- Task goal: Can you rewrite all of the following items with every "Target" changed to "Label", keeping everything else the same?

- Records for processing:
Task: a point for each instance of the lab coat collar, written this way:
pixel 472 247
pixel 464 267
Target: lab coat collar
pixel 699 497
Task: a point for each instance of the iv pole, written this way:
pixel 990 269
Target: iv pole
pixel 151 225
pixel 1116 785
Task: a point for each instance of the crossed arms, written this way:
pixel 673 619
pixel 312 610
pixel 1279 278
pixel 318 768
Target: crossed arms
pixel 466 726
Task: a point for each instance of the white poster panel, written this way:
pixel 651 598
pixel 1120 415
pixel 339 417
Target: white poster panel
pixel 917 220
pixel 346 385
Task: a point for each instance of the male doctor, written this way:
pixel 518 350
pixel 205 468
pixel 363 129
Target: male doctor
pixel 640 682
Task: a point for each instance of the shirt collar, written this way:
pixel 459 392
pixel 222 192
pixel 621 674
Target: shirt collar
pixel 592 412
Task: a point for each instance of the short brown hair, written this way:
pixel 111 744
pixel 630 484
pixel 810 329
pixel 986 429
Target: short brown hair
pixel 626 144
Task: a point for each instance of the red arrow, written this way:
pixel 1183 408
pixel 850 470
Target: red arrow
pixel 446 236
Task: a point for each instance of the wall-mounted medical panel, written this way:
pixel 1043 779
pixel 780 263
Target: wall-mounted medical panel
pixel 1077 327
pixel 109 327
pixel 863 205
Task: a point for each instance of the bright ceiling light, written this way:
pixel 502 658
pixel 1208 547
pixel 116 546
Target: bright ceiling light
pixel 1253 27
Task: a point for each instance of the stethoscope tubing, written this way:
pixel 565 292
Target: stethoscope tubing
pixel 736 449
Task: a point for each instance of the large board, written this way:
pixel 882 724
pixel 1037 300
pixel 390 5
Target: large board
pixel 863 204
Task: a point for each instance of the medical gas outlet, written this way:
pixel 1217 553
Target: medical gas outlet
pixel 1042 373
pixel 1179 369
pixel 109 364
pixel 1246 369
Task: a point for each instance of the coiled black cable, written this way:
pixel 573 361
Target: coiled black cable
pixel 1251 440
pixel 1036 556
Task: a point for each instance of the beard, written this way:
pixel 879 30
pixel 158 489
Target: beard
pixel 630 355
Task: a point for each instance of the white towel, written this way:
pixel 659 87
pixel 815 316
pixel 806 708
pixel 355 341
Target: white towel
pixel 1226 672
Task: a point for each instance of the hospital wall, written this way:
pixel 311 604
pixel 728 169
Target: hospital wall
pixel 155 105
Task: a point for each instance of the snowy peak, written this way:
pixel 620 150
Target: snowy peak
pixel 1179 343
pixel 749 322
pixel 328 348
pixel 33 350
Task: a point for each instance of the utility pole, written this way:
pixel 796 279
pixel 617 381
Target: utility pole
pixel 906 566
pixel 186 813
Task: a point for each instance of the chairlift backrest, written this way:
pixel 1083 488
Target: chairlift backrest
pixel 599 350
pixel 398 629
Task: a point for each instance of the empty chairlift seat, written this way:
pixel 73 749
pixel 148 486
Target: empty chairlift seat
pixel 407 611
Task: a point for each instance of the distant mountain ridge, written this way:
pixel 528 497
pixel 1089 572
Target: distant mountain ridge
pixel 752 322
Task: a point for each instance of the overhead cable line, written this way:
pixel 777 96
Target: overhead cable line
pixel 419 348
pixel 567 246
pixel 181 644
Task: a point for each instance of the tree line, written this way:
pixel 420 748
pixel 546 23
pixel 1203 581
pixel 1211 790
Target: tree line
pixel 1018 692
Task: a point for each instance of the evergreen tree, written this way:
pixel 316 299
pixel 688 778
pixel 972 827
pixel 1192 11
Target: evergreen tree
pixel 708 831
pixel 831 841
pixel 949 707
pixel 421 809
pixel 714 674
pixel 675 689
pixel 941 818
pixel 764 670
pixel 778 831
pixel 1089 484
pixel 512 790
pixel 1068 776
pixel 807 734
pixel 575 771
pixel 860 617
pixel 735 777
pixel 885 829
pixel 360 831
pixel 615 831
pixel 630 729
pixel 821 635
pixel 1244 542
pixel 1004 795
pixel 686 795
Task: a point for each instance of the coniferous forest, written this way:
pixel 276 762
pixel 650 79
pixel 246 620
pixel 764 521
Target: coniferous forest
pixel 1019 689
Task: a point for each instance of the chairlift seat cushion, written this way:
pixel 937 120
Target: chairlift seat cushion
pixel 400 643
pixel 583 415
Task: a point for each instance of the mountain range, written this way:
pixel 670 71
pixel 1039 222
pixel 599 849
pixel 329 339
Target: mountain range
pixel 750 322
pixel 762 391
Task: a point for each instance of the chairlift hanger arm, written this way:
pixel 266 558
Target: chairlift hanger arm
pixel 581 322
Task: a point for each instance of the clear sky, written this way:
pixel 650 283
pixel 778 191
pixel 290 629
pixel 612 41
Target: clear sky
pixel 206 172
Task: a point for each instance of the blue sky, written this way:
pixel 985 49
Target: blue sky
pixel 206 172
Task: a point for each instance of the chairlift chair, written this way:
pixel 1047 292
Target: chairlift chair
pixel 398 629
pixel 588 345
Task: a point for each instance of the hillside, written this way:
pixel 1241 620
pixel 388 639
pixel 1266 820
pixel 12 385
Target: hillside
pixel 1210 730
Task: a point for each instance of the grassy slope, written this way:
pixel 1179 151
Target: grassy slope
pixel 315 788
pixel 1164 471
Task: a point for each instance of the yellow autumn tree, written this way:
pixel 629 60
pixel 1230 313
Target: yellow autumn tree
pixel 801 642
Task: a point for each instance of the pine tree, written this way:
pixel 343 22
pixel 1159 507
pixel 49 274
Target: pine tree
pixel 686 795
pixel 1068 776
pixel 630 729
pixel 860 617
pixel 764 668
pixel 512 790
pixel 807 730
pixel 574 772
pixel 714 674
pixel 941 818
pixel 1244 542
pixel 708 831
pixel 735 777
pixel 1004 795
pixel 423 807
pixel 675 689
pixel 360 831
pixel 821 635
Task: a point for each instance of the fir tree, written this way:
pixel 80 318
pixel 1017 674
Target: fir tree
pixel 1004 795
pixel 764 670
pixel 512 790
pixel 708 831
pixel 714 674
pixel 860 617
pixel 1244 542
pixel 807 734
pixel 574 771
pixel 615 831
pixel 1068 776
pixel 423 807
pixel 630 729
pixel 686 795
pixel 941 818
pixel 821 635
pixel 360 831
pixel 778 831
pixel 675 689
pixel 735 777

- Finished exercise:
Task: a point for each instance of the lab coat collar, written this way:
pixel 472 247
pixel 464 267
Label: lab coat collar
pixel 699 497
Task: a point for each instance of the iv pole, written this way:
pixel 990 269
Label: iv pole
pixel 151 225
pixel 1116 785
Task: a point for each instance of the crossed arms, written this way:
pixel 673 619
pixel 312 610
pixel 1279 278
pixel 318 768
Label: crossed arms
pixel 466 726
Task: a point for each instance of the white poster panel, written this way:
pixel 651 598
pixel 1120 415
pixel 339 417
Label: white poster panel
pixel 917 220
pixel 346 385
Task: a point for each instance of the male doctor, written this way:
pixel 518 350
pixel 205 468
pixel 363 129
Label: male doctor
pixel 640 682
Task: a point for each instance of the shirt collar, written this way:
pixel 459 392
pixel 222 192
pixel 621 674
Label: shirt collar
pixel 592 412
Task: a point for each instance of the short brown hair, written this way:
pixel 111 744
pixel 630 484
pixel 810 329
pixel 986 429
Label: short brown hair
pixel 626 144
Task: a point for each instance of the red arrow, written this way:
pixel 1183 408
pixel 850 470
Label: red arrow
pixel 446 236
Task: a point for each instance of the wall-mounted medical panel, written this way:
pixel 1043 779
pixel 780 263
Label: wall-mounted medical panel
pixel 1077 327
pixel 109 327
pixel 863 205
Task: a point for each instance of the bright ceiling light, written this way:
pixel 502 658
pixel 1208 547
pixel 116 546
Label: bright ceiling light
pixel 1253 27
Task: a point for each instance of the stethoscope tubing, written this way:
pixel 565 292
Label: stethoscope tubing
pixel 736 449
Task: a point for each instance of the large board, written this way:
pixel 882 724
pixel 1037 300
pixel 390 5
Label: large board
pixel 863 204
Task: a point for each instance of the medical gas outlet, written this way:
pixel 1217 553
Label: medical gas outlet
pixel 1042 373
pixel 1179 369
pixel 109 364
pixel 1246 369
Task: a point for each instance of the coiled black cable, written this way:
pixel 573 361
Label: coiled black cable
pixel 1251 440
pixel 1036 556
Task: a point for each instance of the beard, written this way:
pixel 879 30
pixel 158 489
Label: beard
pixel 630 355
Task: a point for each instance of the white towel, written this way:
pixel 659 87
pixel 815 316
pixel 806 708
pixel 355 341
Label: white towel
pixel 1226 672
Task: a point for each instance of the hospital wall, written this way:
pixel 311 604
pixel 728 169
Label: hospital wall
pixel 155 105
Task: a point for each instance of the snowy peak, written this way:
pixel 620 150
Label: snowy peak
pixel 1179 343
pixel 749 322
pixel 328 348
pixel 33 350
Task: a point for each instance of the utility pole, written this way:
pixel 796 279
pixel 617 381
Label: utility pole
pixel 906 566
pixel 186 813
Task: a point for each instance of the chairlift backrest, written this way:
pixel 1083 488
Label: chairlift backrest
pixel 599 350
pixel 398 629
Task: a point for each instance of the empty chairlift seat, written this way:
pixel 73 749
pixel 148 486
Label: empty chairlift seat
pixel 407 611
Task: a point for each instance of the distant mountain ridge, written this way:
pixel 528 497
pixel 1089 572
Label: distant mountain ridge
pixel 752 322
Task: a point for each instance of the overhead cable line, written this way:
pixel 777 96
Label: overhead cable line
pixel 419 348
pixel 567 246
pixel 181 644
Task: a point for each instance of the tree line, written this way:
pixel 420 748
pixel 546 23
pixel 1203 581
pixel 1211 790
Label: tree line
pixel 1018 692
Task: a point for each instance of the evergreen tree, written this way:
pixel 316 299
pixel 688 778
pixel 972 827
pixel 1192 11
Label: evergreen tree
pixel 708 831
pixel 831 841
pixel 949 707
pixel 421 809
pixel 714 674
pixel 675 689
pixel 941 818
pixel 764 670
pixel 778 831
pixel 1089 484
pixel 512 790
pixel 1068 776
pixel 807 734
pixel 575 771
pixel 860 617
pixel 735 777
pixel 885 829
pixel 360 831
pixel 615 831
pixel 630 729
pixel 821 635
pixel 1244 542
pixel 1004 795
pixel 686 795
Task: a point for each instance of the coniferous forest, written this way:
pixel 276 762
pixel 650 79
pixel 246 620
pixel 764 521
Label: coniferous forest
pixel 1019 689
Task: a point for each instance of the chairlift seat cushion, written this way:
pixel 937 120
Label: chairlift seat cushion
pixel 400 643
pixel 583 415
Task: a point for each instance of the mountain range, written this way:
pixel 670 71
pixel 1039 222
pixel 599 849
pixel 329 339
Label: mountain range
pixel 750 322
pixel 762 391
Task: a point for each instance of the chairlift hanger arm, written this way:
pixel 266 558
Label: chairlift hanger arm
pixel 581 322
Task: a point for each instance of the clear sky, written this way:
pixel 650 283
pixel 778 191
pixel 290 629
pixel 612 41
Label: clear sky
pixel 206 172
Task: a point for each instance of the blue sky, written this way:
pixel 985 49
Label: blue sky
pixel 206 172
Task: a point for each instance of the chairlift chair, written this way:
pixel 1047 292
Label: chairlift chair
pixel 398 629
pixel 588 345
Task: a point for each instance of the hillside, written this way:
pixel 1241 620
pixel 388 639
pixel 1266 820
pixel 12 385
Label: hillside
pixel 1210 730
Task: a point for each instance of the grassy slope, written this way:
pixel 1179 151
Label: grassy slope
pixel 315 788
pixel 1164 471
Task: a point for each instance of the yellow autumn tree, written this way:
pixel 629 60
pixel 1230 313
Label: yellow autumn tree
pixel 801 642
Task: a point for each instance of the pine tree, written this way:
pixel 343 22
pixel 1159 507
pixel 49 274
Label: pine tree
pixel 686 795
pixel 1068 776
pixel 630 729
pixel 860 617
pixel 764 668
pixel 512 790
pixel 807 730
pixel 574 772
pixel 714 674
pixel 941 818
pixel 1244 542
pixel 708 831
pixel 735 777
pixel 1004 795
pixel 423 807
pixel 675 689
pixel 360 831
pixel 821 635
Task: a point for each instance of the fir tree, written this way:
pixel 80 318
pixel 1017 674
Label: fir tree
pixel 1004 795
pixel 764 670
pixel 512 790
pixel 708 831
pixel 714 674
pixel 860 617
pixel 1244 542
pixel 807 734
pixel 574 771
pixel 615 831
pixel 1068 776
pixel 423 807
pixel 630 729
pixel 686 795
pixel 941 818
pixel 821 635
pixel 360 831
pixel 778 831
pixel 675 689
pixel 735 777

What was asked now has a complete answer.